## start Working data
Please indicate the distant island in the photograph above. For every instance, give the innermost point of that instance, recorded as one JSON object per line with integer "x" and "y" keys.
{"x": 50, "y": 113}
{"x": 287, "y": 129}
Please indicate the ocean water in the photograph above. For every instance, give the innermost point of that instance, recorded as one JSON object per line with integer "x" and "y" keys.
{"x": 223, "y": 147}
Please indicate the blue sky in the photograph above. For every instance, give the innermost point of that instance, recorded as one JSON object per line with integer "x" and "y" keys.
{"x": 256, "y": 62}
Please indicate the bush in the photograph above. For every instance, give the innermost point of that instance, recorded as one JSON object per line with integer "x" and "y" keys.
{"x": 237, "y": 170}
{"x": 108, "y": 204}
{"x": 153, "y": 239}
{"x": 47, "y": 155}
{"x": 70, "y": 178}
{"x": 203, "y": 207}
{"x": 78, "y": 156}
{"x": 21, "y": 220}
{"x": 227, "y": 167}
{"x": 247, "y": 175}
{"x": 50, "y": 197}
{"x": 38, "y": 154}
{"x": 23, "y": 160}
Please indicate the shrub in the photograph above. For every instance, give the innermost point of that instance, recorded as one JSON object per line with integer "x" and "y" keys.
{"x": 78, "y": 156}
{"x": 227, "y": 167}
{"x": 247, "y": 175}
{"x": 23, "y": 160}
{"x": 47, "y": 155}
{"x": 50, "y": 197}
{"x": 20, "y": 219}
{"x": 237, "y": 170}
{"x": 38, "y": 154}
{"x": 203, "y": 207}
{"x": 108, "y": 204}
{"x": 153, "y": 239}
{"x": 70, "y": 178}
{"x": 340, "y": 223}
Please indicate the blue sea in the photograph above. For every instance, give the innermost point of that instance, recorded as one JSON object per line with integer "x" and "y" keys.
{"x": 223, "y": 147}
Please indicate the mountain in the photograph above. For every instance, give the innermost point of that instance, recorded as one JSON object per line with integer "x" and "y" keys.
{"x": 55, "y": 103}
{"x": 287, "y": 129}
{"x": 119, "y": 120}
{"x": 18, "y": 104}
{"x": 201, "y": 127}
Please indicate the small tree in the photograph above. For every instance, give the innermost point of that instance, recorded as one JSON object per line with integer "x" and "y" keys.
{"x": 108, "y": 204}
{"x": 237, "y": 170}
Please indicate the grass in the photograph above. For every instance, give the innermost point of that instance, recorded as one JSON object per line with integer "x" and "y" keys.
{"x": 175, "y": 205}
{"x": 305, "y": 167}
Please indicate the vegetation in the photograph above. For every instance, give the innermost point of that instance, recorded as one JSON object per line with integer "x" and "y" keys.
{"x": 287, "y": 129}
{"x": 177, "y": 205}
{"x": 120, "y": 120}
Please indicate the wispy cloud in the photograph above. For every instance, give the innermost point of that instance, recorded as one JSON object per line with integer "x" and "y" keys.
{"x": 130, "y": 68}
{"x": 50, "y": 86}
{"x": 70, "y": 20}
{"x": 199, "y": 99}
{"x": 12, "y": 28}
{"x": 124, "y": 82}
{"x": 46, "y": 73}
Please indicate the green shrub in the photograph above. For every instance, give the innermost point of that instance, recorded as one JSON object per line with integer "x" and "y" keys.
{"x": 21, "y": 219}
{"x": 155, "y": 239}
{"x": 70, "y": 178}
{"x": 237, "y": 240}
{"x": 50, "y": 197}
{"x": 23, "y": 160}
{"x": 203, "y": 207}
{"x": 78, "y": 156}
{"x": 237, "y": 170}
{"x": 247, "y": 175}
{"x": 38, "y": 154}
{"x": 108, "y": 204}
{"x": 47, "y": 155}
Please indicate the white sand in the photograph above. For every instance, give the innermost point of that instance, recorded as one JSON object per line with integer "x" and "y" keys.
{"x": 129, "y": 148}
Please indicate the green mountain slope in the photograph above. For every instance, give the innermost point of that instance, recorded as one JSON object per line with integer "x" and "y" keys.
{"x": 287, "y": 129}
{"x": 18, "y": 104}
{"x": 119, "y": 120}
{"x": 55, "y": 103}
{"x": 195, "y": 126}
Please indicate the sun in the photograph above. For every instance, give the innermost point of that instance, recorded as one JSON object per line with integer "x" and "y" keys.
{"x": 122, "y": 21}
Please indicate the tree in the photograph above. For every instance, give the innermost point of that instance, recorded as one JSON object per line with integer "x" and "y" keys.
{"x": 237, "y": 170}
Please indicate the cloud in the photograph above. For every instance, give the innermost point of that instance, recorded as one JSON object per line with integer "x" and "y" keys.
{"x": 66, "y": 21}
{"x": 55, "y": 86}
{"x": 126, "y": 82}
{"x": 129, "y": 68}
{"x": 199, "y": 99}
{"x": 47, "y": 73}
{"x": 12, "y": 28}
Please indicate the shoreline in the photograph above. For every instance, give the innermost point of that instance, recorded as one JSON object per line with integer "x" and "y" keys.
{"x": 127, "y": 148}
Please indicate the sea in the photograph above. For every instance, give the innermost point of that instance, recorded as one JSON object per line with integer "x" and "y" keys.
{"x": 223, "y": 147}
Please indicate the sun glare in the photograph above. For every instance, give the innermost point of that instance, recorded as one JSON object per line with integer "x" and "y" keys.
## end Working data
# What needs to be done:
Rewrite the part of the records above that opens with the line containing "Please indicate the sea" and closes with the final line, requests included. Shift every x and y coordinate in the answers up by 48.

# In response:
Please indicate the sea in the photograph above. For every instance, give the innermost point of that instance, recorded as one JSON object per line with integer "x" and "y" keys.
{"x": 271, "y": 195}
Please indicate the sun glare in the photograph above. For every instance, give the innermost point of that instance, recorded as one JSON object per line with integer "x" and "y" keys.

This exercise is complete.